Written request
Repeat what the lines below say, word for word, and skip every image.

Data supplied
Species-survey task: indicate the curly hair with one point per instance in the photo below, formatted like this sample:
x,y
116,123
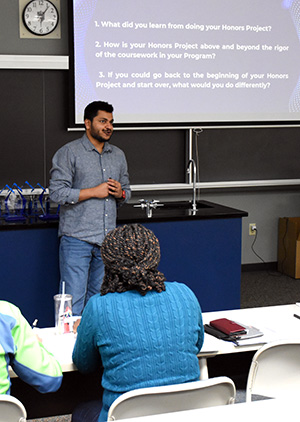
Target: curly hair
x,y
131,254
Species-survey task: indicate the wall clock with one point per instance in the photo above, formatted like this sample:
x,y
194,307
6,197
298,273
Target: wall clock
x,y
40,17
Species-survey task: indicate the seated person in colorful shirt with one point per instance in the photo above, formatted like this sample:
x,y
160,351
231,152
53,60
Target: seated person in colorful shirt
x,y
21,349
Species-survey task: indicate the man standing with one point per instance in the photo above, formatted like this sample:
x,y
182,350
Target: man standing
x,y
89,179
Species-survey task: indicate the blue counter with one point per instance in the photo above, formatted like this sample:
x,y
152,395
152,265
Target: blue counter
x,y
201,250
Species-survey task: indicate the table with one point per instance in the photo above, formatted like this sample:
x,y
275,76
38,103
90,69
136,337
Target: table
x,y
275,410
276,322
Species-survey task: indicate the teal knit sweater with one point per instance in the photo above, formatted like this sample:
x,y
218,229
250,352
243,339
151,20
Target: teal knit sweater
x,y
143,341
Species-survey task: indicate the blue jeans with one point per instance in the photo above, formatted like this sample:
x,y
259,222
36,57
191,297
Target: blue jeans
x,y
82,270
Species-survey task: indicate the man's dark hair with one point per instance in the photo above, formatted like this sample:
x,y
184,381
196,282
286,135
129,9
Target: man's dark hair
x,y
92,109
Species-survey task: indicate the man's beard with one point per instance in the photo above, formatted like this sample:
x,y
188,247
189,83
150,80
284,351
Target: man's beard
x,y
99,137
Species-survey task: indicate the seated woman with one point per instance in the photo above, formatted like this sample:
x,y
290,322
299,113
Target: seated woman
x,y
146,331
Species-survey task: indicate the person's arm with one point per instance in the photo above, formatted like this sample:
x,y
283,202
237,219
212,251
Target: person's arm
x,y
31,361
201,329
61,183
86,354
121,189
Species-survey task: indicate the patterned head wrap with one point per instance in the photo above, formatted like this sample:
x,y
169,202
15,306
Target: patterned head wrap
x,y
131,254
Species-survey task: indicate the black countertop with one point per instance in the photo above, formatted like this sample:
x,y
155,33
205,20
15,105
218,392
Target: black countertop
x,y
133,213
176,211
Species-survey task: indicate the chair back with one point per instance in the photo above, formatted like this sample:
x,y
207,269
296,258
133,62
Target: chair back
x,y
11,409
172,398
275,371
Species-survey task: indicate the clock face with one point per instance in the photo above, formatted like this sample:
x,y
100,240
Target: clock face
x,y
40,17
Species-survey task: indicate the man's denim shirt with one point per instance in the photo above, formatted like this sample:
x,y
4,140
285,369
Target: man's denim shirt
x,y
78,165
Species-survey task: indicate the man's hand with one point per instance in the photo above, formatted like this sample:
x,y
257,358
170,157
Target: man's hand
x,y
114,188
100,191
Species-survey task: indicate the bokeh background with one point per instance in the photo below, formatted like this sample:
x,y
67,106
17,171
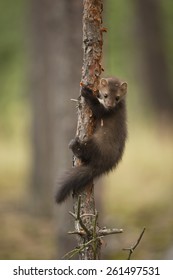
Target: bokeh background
x,y
40,69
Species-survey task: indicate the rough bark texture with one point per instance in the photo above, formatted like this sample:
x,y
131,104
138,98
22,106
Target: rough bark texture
x,y
92,47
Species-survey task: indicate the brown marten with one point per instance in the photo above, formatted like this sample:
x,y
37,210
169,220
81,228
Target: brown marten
x,y
104,149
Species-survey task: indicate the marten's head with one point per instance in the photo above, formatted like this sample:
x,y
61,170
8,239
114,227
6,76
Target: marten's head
x,y
111,92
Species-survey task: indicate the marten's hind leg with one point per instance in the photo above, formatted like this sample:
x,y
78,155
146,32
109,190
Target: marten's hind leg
x,y
83,150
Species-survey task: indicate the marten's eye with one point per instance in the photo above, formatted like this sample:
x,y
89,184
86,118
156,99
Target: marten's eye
x,y
117,98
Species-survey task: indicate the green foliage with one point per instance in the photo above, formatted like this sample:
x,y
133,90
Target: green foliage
x,y
140,191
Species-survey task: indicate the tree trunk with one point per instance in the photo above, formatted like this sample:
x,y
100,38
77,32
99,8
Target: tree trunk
x,y
92,46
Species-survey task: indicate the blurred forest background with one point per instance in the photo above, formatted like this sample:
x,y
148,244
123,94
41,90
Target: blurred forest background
x,y
40,68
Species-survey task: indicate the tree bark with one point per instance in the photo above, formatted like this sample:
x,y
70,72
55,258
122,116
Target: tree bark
x,y
91,70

Reply to the exercise
Species-survey task: indicate the curly hair with one point per instance in the photo below, formatted like this sample:
x,y
116,123
Target: curly hair
x,y
131,254
Species-survey task: indicate the wall clock with one point per instance in the photo above, formatted like this sample:
x,y
194,307
6,197
298,273
Target: wall clock
x,y
40,17
Species-survey task: indicate the seated person in colorful shirt with one point per instance in the photo above, formatted like this sample:
x,y
160,351
231,152
53,60
Target: seated person in colorful shirt
x,y
21,349
Species-survey task: indicate the man standing with one point per instance in the photo above, formatted like this sample:
x,y
182,350
Target: man standing
x,y
89,179
Species-survey task: indicate the blue counter with one point per instance in the photo above, formatted like this sample:
x,y
152,395
152,265
Target: blue counter
x,y
201,250
Species-survey task: indicate the table with one point per instance in the photo above, formatted like this sample:
x,y
275,76
38,103
90,69
136,337
Target: table
x,y
275,410
276,322
Species-survey task: indicate the teal knit sweater with one point per instance in the photo above, formatted like this sample:
x,y
218,229
250,352
243,339
151,20
Target: teal knit sweater
x,y
143,341
Species-survey task: indicate the blue jeans with one point per instance in the photo above, formatted like this sample:
x,y
259,222
36,57
191,297
Target: blue jeans
x,y
82,270
Species-survey task: indicate the man's dark hair with one point per instance in the photo above, formatted like this sample:
x,y
184,381
196,282
286,135
129,9
Target: man's dark hair
x,y
92,109
Species-survey task: indicate the man's beard with one point per instance in the photo above, formatted like this sample:
x,y
188,247
189,83
150,80
284,351
Target: man's beard
x,y
99,137
Species-survey task: indicate the seated woman with one point per instance in the photo above, formatted like this sample:
x,y
290,322
299,113
Target: seated woman
x,y
146,331
Species-survey task: indicate the person's arm with one point per instance in the photo above, formatted like this sample:
x,y
283,202
237,219
212,251
Target: person's arm
x,y
31,361
201,329
61,183
86,354
121,189
Species-survey task: indicate the patterned head wrap with one point per instance in the photo above, formatted like this sample:
x,y
169,202
15,306
Target: patterned head wrap
x,y
131,254
Species-survey task: indicate the black countertop with one point per instance in the photo above, formatted like this sample:
x,y
155,33
205,20
15,105
218,392
Target: black countertop
x,y
133,213
176,211
Species-survey task: indicate the chair back with one point per instance in the photo above, formatted like this sample:
x,y
207,269
296,258
133,62
Target: chair back
x,y
11,409
172,398
275,371
Species-survey task: indicate the clock face with one point per instance in the photo above, formatted like this sample:
x,y
100,240
Target: clock face
x,y
40,17
Species-survey task: indicate the man's denim shirt with one point per instance in the photo above, formatted like this sample:
x,y
4,140
285,369
Target: man's denim shirt
x,y
78,165
Species-survey task: indicate the man's hand with one point per instance in the photo above, formatted like this sample:
x,y
257,358
170,157
Target: man's hand
x,y
114,188
100,191
Species-survey task: indicate the bokeh background with one point per instance in the photo below, formatted like this sample:
x,y
67,106
17,171
Target: bokeh background
x,y
40,69
Species-survey task: indicate the rough bark texture with one point per instance in the photo above, formatted like this sample:
x,y
131,104
138,98
22,106
Target: rough bark texture
x,y
92,47
Species-survey task: indicate the brown marten with one point per instance in the photo above, formatted like this sample:
x,y
37,210
169,220
81,228
Target: brown marten
x,y
104,149
Species-survey task: indicate the marten's head with one point per instance in the photo above, formatted like this sample:
x,y
61,170
8,239
114,227
6,76
Target: marten's head
x,y
111,92
Species-survey task: indicate the marten's hind leg with one point per instance in the photo above, formatted like this sample:
x,y
78,155
146,32
109,190
Target: marten's hind leg
x,y
83,150
Species-survey task: indicate the marten's eye with one point per instance in the photo above, formatted like this sample:
x,y
89,184
86,118
156,99
Target: marten's eye
x,y
117,98
Species-survey task: indicate the green foliage with one point per instance in the photo above, formatted like this sample:
x,y
133,90
Target: green foliage
x,y
140,191
Species-survey task: indicate the tree trunk with one point per instance in the photo above, formatted like this sample:
x,y
100,38
77,32
99,8
Target: tree trunk
x,y
92,46
Species-survey task: indicate the blurred forest background with one point per instance in the photo above, formatted like this sample:
x,y
148,244
123,94
41,90
Target: blurred forest background
x,y
40,68
Species-survey task: indicate the tree bark with one point per instance in the photo above, formatted like this sample:
x,y
70,72
55,258
122,116
Target: tree bark
x,y
91,70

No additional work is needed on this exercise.